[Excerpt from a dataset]
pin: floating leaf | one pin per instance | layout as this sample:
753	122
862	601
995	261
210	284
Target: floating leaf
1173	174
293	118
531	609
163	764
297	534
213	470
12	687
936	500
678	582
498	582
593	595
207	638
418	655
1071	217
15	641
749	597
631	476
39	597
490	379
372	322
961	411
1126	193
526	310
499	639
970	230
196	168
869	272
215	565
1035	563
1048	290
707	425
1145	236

### Given problem
Report every line of the data above that contains the string "floating", copying each such line in full. Treat the match as case-sensitive.

### Response
pin: floating leaf | one pin per instance | layout as this sample:
Target: floating leaf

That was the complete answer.